Reforma tributária. Estamos resolvendo o problema certo? O custo oculto da não cumulatividade brasileira.

16/08/2020

Coluna Advocacia Pública e outros temas jurídicos em Debate / Coordenadores Weber Luiz de Oliveira e José Henrique Mouta

A reforma tributária que tramita no Congresso Nacional parece ter como foco, em ambos projetos ora sob análise, PEC 110/2019 e PEC 45/2019, a tributação sobre o consumo. Basicamente em ambas as propostas a solução consiste na unificação de tributos federais, estaduais e municipais em um único tributo sobre valor agregado. Pretende-se uma unificação de tributos ao custo de um aumento de alíquota e um longo período de transição de coexistência de regimes.

As propostas se diferem em diversos aspectos, conforme pode ser verificado no documento disponível no site da Câmara dos Deputados[1]. Nada obstante, o presente trabalho pretende focar naquilo que ambas as propostas têm em comum: a criação de um tributo único sobre valor agregado incidente sobre o consumo. Os projetos enumeram as vantagens de um tributo sobre valor agregado sobre consumo e citam como a maioria dos países desenvolvidos se utilizam desse tipo de tributo, para reforçar a necessidade da adoção pelo Brasil.

- [DADOS FORNECIDOS]:
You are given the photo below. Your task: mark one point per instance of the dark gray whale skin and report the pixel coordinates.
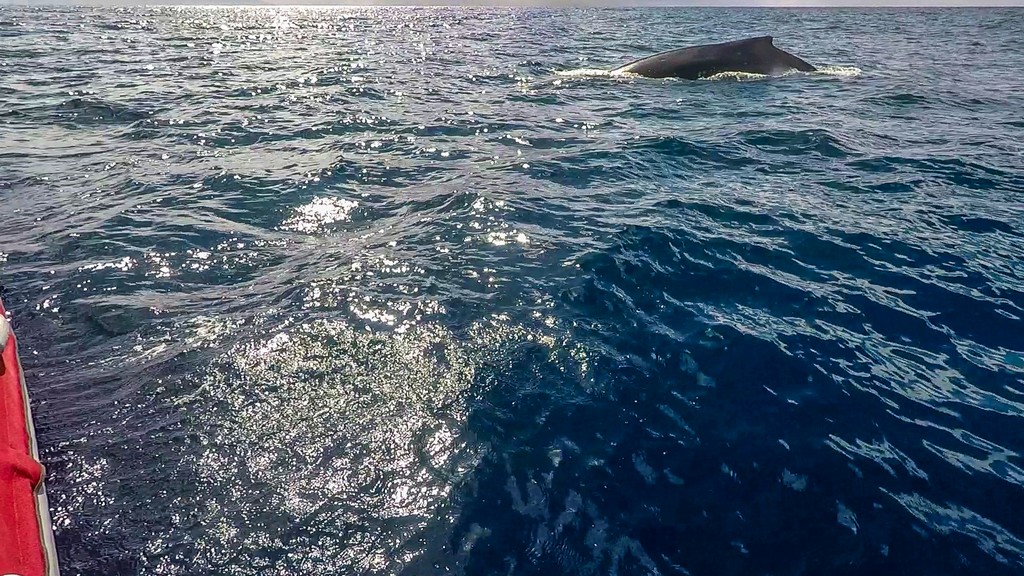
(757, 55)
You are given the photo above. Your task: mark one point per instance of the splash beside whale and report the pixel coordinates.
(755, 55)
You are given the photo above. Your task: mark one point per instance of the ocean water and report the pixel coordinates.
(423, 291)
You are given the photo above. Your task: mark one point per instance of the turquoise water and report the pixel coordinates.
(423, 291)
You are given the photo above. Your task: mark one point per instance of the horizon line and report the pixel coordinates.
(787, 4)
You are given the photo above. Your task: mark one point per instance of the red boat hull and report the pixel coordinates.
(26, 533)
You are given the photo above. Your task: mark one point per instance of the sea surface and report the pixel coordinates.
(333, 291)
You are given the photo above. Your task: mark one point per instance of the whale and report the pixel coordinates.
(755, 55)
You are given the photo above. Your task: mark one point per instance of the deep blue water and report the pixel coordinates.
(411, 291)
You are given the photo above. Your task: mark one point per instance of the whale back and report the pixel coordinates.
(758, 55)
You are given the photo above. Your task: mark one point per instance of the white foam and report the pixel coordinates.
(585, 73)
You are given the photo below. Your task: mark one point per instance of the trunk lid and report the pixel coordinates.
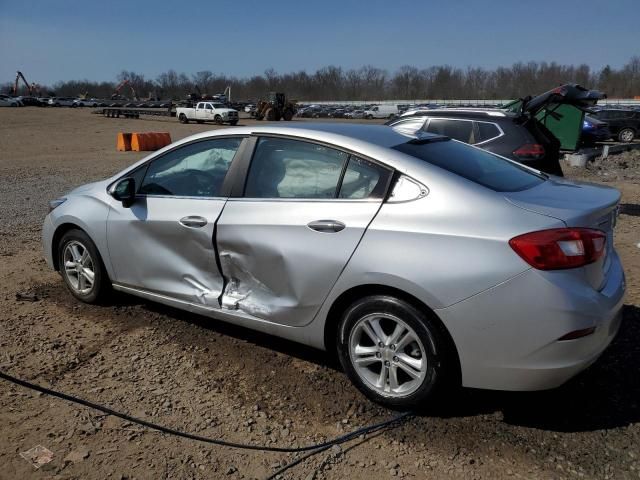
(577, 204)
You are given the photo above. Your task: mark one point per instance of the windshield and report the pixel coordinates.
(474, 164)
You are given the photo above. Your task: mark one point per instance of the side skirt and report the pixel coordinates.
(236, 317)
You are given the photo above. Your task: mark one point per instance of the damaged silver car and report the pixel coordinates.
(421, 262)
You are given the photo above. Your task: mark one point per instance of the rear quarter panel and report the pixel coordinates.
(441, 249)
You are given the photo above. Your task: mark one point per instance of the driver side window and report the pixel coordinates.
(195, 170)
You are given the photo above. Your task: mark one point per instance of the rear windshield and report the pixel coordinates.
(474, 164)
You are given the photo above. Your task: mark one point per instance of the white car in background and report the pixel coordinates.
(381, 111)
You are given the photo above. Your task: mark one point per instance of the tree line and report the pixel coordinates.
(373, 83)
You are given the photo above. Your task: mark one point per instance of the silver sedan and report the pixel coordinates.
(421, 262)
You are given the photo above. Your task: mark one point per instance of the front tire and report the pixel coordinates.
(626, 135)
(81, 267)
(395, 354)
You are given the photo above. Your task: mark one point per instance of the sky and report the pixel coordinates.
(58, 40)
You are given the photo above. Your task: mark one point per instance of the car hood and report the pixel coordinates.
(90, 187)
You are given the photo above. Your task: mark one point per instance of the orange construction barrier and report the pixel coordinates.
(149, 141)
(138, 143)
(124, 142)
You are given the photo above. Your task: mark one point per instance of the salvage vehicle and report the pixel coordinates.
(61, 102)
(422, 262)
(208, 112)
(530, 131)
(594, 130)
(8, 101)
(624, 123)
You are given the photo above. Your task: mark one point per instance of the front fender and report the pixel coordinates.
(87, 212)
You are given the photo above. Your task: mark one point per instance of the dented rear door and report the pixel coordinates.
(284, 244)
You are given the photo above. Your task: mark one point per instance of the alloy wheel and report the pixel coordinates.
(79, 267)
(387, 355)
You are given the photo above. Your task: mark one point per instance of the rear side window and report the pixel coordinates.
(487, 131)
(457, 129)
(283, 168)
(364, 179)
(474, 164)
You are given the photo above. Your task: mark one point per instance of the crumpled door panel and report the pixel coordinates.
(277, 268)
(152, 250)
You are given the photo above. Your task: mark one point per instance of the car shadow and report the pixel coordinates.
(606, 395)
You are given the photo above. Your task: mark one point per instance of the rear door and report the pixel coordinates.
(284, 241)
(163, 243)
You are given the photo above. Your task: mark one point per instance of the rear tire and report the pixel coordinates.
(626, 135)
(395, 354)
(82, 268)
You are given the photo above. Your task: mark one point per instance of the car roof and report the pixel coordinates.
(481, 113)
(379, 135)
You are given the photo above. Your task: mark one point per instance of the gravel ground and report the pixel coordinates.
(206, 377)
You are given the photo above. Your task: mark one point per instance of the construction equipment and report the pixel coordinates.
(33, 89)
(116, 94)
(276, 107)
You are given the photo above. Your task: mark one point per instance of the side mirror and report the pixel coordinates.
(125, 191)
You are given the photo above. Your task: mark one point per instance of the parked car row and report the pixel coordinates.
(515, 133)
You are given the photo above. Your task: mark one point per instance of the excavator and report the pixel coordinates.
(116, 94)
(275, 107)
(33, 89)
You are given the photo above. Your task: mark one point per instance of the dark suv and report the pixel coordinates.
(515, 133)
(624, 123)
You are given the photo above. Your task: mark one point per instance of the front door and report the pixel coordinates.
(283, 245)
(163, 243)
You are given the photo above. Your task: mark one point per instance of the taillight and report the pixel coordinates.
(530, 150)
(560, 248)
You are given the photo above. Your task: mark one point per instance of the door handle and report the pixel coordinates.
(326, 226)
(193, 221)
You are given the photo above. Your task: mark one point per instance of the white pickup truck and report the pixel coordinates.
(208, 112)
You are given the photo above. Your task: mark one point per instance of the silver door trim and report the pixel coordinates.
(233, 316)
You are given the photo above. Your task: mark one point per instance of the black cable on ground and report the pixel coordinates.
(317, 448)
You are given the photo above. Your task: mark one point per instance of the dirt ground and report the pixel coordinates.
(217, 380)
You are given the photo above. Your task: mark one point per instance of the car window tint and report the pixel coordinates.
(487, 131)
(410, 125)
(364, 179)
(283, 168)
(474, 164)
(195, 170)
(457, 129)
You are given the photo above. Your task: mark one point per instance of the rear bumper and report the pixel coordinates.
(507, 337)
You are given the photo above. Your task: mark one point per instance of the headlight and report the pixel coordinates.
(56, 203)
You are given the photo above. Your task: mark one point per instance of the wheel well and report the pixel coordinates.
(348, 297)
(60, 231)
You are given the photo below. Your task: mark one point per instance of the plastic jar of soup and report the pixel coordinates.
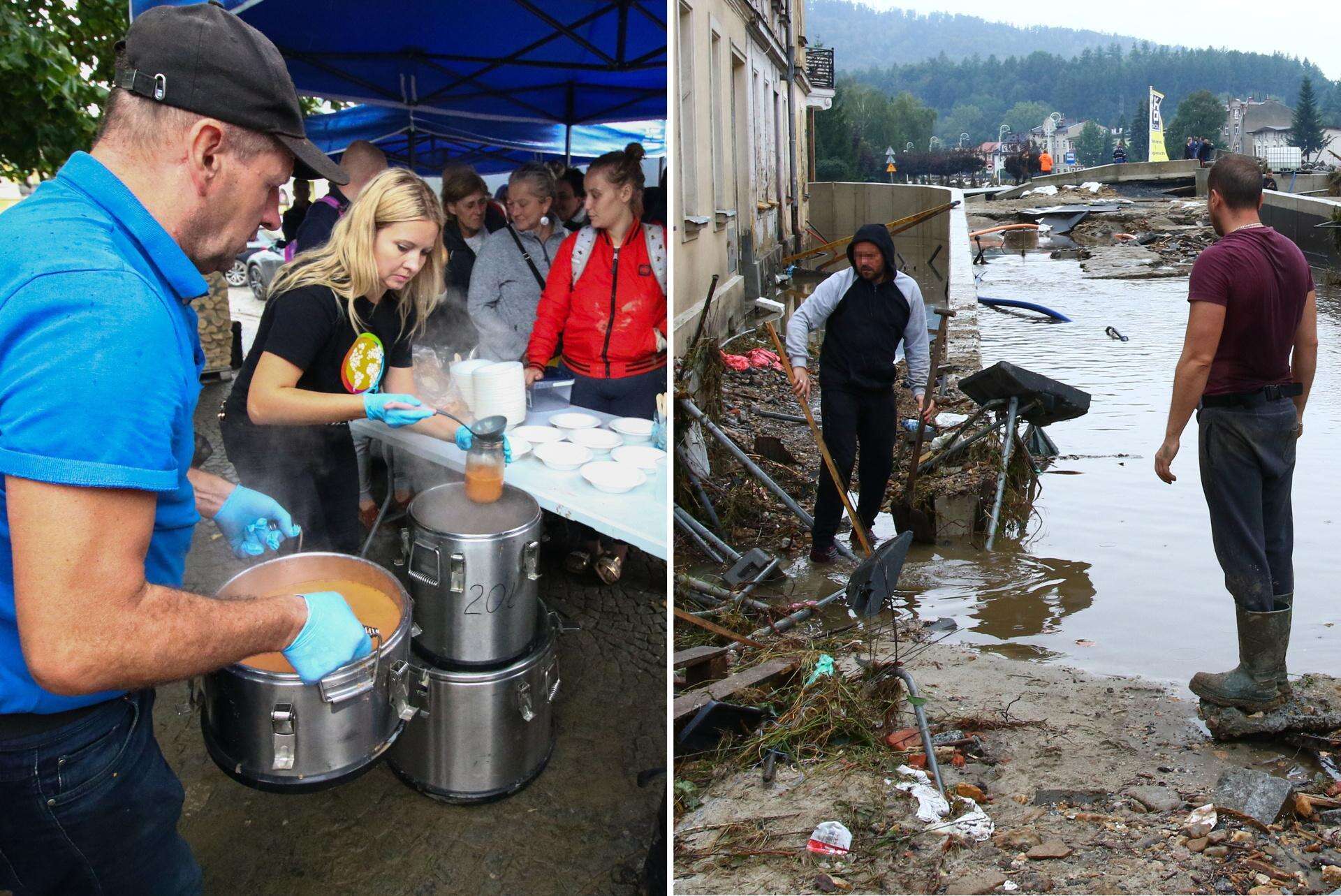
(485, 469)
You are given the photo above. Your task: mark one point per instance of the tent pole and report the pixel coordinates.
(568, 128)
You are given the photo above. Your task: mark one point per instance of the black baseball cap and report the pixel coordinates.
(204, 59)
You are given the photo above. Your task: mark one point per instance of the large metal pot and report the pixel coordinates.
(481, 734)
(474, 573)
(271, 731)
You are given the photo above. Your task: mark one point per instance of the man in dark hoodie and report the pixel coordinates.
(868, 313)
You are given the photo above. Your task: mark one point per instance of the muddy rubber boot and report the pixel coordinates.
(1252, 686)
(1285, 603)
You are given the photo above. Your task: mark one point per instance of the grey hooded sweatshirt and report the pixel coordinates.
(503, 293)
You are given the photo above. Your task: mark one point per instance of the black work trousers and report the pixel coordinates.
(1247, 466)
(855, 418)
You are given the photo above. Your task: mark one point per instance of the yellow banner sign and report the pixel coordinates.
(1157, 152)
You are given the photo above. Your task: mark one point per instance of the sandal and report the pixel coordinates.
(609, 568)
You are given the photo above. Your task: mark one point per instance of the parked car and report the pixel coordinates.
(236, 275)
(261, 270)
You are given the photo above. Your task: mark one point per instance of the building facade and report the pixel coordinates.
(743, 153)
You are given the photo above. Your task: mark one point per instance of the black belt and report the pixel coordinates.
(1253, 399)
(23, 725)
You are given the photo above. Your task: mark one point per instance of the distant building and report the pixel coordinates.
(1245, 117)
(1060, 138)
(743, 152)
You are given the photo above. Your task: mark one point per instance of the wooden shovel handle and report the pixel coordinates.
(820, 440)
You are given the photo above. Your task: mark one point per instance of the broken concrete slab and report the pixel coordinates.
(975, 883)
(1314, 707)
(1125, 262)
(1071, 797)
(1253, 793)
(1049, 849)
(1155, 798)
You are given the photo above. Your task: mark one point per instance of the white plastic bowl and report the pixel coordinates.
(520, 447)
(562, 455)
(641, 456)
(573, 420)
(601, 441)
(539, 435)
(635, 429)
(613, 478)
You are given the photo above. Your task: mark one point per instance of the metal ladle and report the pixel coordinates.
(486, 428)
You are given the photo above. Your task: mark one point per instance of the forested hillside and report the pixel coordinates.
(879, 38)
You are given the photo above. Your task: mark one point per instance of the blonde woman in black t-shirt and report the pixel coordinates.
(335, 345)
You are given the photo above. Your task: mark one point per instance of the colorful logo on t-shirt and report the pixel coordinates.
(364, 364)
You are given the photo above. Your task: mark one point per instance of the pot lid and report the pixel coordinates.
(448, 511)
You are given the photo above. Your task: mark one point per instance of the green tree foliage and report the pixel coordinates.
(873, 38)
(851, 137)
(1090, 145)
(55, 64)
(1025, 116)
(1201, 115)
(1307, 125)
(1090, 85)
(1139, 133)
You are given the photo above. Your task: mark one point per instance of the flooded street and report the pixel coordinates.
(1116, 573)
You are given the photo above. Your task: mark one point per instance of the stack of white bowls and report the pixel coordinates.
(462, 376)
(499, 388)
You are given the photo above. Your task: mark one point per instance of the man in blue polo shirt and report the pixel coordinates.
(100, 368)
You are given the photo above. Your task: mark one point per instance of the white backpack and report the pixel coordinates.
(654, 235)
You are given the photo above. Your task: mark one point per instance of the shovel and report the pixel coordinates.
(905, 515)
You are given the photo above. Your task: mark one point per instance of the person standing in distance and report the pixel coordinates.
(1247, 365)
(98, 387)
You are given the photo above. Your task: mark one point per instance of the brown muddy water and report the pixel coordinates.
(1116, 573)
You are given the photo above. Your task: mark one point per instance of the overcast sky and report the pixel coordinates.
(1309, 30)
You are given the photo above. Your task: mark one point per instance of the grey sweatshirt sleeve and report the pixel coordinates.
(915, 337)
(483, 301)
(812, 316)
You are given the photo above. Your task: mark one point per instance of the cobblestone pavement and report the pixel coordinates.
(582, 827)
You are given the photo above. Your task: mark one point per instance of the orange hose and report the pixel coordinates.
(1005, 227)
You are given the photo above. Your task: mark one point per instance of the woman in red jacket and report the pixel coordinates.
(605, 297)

- [INSTRUÇÕES DE TRABALHO]:
a. Transcreva, do texto sobre a reforma tributária, todo o trecho compreendido desde "Reforma tributária. Estamos" até "coexistência de regimes.", inclusive.
b. Prossiga a redação do texto sobre a reforma tributária a partir do ponto em que ele termina.
Os registros constituem material à parte, independente do texto sobre a reforma tributária.

- [RESULTADOS POR TAREFA]:
a.
Reforma tributária. Estamos resolvendo o problema certo? O custo oculto da não cumulatividade brasileira.

16/08/2020

Coluna Advocacia Pública e outros temas jurídicos em Debate / Coordenadores Weber Luiz de Oliveira e José Henrique Mouta

A reforma tributária que tramita no Congresso Nacional parece ter como foco, em ambos projetos ora sob análise, PEC 110/2019 e PEC 45/2019, a tributação sobre o consumo. Basicamente em ambas as propostas a solução consiste na unificação de tributos federais, estaduais e municipais em um único tributo sobre valor agregado. Pretende-se uma unificação de tributos ao custo de um aumento de alíquota e um longo período de transição de coexistência de regimes.

b.
O objetivo do presente artigo, portanto, é debater, de maneira imparcial, sob a ótica da realidade tributária brasileira, se a adoção de tributos sobre valor agregado ou não cumulativos resulta em maior eficiência e justiça da tributação sobre o consumo. Ademais, cabe refletir se esse tipo de tributação ainda é adequado para a realidade da economia digital do século 21.

De fato, a grande maioria dos países membros da OCDE (Organização de Cooperação e de Desenvolvimento Econômico) adotam a tributação sobre valor agregado no consumo de bens e serviços, denominado IVA (imposto sobre valor agregado) ou VAT (value added tax). A grande exceção a esse tipo de tributação fica por conta dos Estados Unidos, que apesar de serem uma das maiores economias mundiais, optaram pela tributação cumulativa incidente sobre a venda final ao consumidor, o sales tax.

Primeiramente, é preciso que se diga que a simples importação de teorias tributárias, especialmente baseadas em modelos econômicos que consideram condições de mercados ideais ou que são lastreados em realidades econômicas muito diversas da vivida no Brasil deve ser vista sempre com muita ressalva.

Fazendo uma analogia simples: não basta apenas copiar a receita de um grande chef, é preciso ter a habilidade de executar a receita da forma ideal e ter os ingredientes certos. O que fazemos no Brasil é importar a receita, mas na hora de executá-la trocamos ingredientes, acrescentando outros, usamos os instrumentos indevidos, simplesmente ignoramos as instruções.  O resultado é que a receita, que na teoria era ótima, vira uma refeição intragável e indigesta.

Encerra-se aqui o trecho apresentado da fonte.